- _Selected text_:
^^^^^^^^^^^^^^^^
In a review article, “Mental Health and Abortion” in the Psychiatric Journal of the University of Ottowa (1989), Phillip Nay concludes that although depression was once a frequent indicator for induced abortion, “depression is likely to be worsened by abortion because it increases guilt and causes another loss.” (10)

Depressive disorders are the most common reason for psychiatric referral of post-abortion women in my experience. Suicidal ideation, impairment of the ability to carry out daily functions at work, school, or home, somatic symptoms such as weight loss and insomnia make psychiatric care imperative. Psychiatric intervention often includes anti-depressant medication and/or hospitalization, as well as intensive psychotherapy. Although the diagnosis of Major Depressive Episode is made and appropriate initial treatment instituted, the significance of the early pregnancy loss through abortion as a causative factor is often overlooked. This may occur for a number of reasons.

1. The patient may not volunteer her abortion history, and may be reluctant to answer routine questions about her reproductive history because of intense shame and guilt and because of a lack of a trusting relationship with her therapist, which takes time to develop.

2. A long time may have passed since her abortion, and the psychiatrist may not be aware of the very common delay of eight to ten years from the induced abortion until the woman seeks help for her depression, which has become so severe that she can no longer function and her life is in danger. An eight to ten year delay in seeking help has been a common finding in outreach programs to post-abortion women across the United States.(11)

3. So many other negative factors in the history could account for the woman’s depression: alcohol and drug abuse, failed marriages, job stress, intrusive obsessive thoughts which may appear to be psychotic in nature. An example of the latter is the case of a 75 year old woman in a nursing home who was heard muttering over and over again “I killed my baby!”, and who, in fact, had an abortion sixty years before.

4. Society’s “blind spot” regarding the significance of perinatal loss and the grief following induced abortion is shared by many psychiatrists and other mental health professionals. If her tentative attempts to share her profound grief and guilt with her therapist are not heard or are belittled, the post–abortion woman’s sense of worthlessness and despair may increase and she may be confirmed in her conviction that no one will ever understand or be able to help. She may discontinue her medication, cancel appointments, and sink even more deeply into depression.

Peterson, who is studying post-abortion women in Germany, believes that when deep feelings of guilt which have been suppressed for a long time are followed by “a breakthrough of destructive deep awareness, with chaos and panic, revulsion and hate” these feelings must be acknowledged and the woman helped to come to “acceptance of existing reality, responsibility and feeling of guilt toward the dead child.” (12) It is my experience that only when the therapist can endure the flood of primitive emotions which the patient needs to pour out over a number of sessions without rejecting her or asking her to diminish their intensity, can he or she begin to help the post-abortion woman in her work of mourning.
^^^^^^^^^^^^^^^^
- _Data records_:
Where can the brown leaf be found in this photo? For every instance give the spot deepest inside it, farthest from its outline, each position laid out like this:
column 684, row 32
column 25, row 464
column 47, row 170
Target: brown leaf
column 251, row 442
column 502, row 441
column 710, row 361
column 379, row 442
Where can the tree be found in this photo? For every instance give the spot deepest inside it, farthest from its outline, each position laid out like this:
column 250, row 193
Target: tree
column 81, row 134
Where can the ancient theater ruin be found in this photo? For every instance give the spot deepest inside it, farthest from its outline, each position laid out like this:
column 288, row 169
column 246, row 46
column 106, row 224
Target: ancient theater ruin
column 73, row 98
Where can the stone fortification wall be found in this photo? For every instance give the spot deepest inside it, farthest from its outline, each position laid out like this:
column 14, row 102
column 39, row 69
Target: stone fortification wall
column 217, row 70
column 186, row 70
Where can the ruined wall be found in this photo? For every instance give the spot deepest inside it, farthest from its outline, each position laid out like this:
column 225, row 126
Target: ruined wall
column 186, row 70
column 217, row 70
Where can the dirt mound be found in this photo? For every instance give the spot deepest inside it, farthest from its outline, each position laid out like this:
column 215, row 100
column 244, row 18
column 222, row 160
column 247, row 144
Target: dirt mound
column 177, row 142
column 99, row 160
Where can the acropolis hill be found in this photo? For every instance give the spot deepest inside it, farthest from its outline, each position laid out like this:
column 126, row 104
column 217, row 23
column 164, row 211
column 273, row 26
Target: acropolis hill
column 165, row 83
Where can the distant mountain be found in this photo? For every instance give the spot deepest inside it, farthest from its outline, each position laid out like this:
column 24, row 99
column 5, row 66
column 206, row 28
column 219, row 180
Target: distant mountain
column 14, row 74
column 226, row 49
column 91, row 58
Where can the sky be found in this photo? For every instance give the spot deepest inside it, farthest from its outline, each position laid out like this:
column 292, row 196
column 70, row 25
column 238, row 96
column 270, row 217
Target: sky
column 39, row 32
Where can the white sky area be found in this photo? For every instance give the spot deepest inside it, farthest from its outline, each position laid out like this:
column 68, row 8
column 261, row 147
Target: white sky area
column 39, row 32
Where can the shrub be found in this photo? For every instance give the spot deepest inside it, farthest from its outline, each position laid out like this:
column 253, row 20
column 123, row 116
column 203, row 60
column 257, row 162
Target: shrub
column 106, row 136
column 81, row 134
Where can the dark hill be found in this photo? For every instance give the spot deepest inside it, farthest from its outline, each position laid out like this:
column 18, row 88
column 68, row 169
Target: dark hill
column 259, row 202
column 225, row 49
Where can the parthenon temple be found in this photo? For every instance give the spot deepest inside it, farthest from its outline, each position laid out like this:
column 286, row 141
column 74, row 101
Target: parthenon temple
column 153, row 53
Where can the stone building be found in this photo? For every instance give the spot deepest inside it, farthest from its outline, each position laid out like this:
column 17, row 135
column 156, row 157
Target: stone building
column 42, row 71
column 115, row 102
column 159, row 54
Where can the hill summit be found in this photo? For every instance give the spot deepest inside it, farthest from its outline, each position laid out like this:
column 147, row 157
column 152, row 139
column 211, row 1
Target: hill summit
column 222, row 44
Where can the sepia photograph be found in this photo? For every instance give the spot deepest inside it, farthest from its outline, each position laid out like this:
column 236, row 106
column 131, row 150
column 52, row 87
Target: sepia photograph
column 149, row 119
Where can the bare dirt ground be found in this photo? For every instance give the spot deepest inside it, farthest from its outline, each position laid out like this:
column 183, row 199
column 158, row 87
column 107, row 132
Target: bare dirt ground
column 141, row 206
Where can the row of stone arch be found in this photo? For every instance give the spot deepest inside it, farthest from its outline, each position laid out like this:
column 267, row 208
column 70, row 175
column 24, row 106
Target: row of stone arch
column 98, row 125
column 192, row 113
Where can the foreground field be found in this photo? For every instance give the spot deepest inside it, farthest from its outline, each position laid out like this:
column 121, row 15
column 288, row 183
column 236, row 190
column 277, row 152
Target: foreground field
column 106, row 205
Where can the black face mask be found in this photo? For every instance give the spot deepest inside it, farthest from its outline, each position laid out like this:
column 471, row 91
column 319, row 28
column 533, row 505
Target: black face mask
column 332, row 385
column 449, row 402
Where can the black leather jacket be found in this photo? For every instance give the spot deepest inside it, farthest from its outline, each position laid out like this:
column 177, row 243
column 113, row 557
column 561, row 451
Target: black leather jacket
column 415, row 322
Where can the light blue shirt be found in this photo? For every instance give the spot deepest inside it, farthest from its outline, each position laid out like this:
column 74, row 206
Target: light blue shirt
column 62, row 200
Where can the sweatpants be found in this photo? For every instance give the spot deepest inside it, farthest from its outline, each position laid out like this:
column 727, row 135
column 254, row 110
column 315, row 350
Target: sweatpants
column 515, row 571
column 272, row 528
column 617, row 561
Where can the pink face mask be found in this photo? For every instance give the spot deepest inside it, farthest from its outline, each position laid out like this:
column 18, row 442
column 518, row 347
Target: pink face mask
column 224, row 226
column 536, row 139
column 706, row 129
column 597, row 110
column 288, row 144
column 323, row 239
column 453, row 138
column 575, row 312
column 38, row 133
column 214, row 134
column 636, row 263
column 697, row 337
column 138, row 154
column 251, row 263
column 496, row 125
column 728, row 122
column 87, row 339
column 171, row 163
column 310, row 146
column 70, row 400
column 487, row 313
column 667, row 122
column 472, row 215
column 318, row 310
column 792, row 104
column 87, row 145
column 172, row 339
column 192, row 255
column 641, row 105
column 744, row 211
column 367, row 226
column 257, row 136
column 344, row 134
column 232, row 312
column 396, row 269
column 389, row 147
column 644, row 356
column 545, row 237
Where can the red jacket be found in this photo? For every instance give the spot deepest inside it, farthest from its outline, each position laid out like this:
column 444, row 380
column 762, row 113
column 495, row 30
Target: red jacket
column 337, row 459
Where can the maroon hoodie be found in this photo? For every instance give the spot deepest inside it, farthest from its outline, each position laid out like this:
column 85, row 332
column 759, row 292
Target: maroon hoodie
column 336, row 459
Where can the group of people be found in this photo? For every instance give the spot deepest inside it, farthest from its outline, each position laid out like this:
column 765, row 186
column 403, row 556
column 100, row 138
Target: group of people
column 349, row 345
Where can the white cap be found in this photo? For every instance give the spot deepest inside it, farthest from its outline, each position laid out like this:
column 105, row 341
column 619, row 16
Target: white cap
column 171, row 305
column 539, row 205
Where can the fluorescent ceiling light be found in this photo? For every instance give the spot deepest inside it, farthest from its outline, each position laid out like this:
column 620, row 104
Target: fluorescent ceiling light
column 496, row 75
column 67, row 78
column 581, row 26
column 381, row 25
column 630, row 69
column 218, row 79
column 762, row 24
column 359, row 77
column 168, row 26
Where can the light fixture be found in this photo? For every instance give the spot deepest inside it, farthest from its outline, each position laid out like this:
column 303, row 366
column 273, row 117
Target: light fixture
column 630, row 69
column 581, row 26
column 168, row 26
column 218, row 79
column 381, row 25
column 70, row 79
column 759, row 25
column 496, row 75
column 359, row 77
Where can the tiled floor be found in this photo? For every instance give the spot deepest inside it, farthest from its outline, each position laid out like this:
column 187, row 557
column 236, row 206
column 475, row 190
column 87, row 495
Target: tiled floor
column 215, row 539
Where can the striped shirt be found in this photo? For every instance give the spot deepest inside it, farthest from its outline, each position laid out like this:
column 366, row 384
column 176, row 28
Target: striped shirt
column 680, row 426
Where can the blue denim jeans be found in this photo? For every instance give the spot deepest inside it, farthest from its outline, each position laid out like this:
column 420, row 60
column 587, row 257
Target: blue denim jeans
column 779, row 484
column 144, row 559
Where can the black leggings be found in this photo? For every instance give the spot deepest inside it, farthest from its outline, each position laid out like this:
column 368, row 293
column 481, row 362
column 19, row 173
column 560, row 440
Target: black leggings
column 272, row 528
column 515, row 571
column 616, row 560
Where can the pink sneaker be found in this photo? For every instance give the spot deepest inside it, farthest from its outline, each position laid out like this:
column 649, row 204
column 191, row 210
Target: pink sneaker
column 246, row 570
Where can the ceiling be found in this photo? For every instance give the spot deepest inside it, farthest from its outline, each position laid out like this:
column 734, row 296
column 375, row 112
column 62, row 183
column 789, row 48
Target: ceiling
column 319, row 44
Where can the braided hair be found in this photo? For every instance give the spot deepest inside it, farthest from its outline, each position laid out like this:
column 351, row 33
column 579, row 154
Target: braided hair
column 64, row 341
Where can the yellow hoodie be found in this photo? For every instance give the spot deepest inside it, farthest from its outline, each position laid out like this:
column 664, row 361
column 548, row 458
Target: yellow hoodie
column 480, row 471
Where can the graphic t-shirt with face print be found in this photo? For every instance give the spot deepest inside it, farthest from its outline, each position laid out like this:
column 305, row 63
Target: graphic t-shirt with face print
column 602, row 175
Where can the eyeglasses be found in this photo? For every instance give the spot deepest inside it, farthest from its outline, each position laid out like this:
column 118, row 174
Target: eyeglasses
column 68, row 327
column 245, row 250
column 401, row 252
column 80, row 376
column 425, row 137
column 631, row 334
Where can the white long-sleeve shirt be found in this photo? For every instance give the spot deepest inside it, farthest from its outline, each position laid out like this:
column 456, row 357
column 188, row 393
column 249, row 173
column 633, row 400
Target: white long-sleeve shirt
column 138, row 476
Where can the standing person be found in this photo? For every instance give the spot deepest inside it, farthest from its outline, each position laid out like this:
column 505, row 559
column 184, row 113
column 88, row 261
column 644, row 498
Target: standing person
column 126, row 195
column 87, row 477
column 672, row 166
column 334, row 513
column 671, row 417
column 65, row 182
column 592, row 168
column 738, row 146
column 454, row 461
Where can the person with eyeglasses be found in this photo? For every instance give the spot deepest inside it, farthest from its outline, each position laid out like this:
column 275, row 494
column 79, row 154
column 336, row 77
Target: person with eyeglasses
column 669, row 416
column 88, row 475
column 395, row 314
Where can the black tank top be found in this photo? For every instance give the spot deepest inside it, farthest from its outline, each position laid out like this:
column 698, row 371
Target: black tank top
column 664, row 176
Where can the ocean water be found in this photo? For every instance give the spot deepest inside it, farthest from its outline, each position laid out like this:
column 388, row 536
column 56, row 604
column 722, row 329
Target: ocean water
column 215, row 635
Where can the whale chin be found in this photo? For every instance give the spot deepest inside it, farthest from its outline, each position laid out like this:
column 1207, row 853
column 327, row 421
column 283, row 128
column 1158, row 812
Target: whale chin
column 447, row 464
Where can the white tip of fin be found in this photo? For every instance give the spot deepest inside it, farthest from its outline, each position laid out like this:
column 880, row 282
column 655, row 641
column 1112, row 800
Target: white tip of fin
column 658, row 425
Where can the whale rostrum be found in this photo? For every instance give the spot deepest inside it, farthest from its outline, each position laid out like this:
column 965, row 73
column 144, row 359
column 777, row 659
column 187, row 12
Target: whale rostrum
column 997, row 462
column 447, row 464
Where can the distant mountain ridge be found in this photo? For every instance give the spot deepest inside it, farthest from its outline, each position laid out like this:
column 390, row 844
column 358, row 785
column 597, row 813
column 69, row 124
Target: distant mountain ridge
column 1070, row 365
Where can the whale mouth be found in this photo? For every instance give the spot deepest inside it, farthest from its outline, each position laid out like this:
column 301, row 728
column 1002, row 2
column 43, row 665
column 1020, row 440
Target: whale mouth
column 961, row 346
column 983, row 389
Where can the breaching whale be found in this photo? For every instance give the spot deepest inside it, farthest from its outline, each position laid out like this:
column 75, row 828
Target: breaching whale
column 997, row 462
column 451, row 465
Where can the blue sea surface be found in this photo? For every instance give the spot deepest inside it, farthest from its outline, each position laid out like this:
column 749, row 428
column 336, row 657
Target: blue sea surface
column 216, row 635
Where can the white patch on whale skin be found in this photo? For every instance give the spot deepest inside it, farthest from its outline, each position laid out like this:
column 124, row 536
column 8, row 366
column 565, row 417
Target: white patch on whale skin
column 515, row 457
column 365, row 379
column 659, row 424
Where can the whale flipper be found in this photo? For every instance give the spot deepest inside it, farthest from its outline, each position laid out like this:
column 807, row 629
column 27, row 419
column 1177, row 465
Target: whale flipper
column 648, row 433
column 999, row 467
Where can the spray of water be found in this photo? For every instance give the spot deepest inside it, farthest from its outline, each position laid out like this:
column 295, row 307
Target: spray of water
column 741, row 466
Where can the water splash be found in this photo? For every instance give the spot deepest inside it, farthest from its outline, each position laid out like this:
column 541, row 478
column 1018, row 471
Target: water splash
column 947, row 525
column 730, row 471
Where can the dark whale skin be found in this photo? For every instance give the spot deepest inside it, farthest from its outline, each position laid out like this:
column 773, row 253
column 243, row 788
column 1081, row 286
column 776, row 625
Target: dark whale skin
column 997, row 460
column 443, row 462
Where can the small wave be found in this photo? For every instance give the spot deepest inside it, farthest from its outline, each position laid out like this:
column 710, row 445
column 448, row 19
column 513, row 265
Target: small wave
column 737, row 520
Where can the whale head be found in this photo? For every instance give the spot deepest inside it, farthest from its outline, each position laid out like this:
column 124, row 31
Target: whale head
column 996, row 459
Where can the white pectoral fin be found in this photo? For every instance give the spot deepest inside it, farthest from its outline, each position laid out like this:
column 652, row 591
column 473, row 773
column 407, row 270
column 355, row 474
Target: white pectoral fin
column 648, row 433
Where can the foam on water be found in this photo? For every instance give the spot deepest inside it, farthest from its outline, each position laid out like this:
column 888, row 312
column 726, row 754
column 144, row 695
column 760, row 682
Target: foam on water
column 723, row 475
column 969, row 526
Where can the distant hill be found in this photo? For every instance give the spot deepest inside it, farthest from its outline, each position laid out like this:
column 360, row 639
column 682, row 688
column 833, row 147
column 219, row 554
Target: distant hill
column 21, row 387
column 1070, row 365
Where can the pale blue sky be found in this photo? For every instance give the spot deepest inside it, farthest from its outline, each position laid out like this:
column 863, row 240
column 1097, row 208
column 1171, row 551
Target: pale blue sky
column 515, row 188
^^^^^^^^^^^^^^^^
- _Questions to answer_:
**A.** Quote the passage on post-abortion depression between "Peterson, who is" and "work of mourning.", inclusive.
**B.** Answer these questions from the passage on post-abortion depression:
(i) According to outreach programs across the United States, how long do women commonly wait after an induced abortion before seeking help for depression?
(ii) In what country is Peterson studying post-abortion women?
(iii) How old was the nursing home resident who was heard muttering "I killed my baby!"?
The data comes from a source separate from the passage on post-abortion depression.

- _Answers to each task_:
**A.**
Peterson, who is studying post-abortion women in Germany, believes that when deep feelings of guilt which have been suppressed for a long time are followed by “a breakthrough of destructive deep awareness, with chaos and panic, revulsion and hate” these feelings must be acknowledged and the woman helped to come to “acceptance of existing reality, responsibility and feeling of guilt toward the dead child.” (12) It is my experience that only when the therapist can endure the flood of primitive emotions which the patient needs to pour out over a number of sessions without rejecting her or asking her to diminish their intensity, can he or she begin to help the post-abortion woman in her work of mourning.

**B.**
(i) Eight to ten years.
(ii) Germany.
(iii) 75 years old.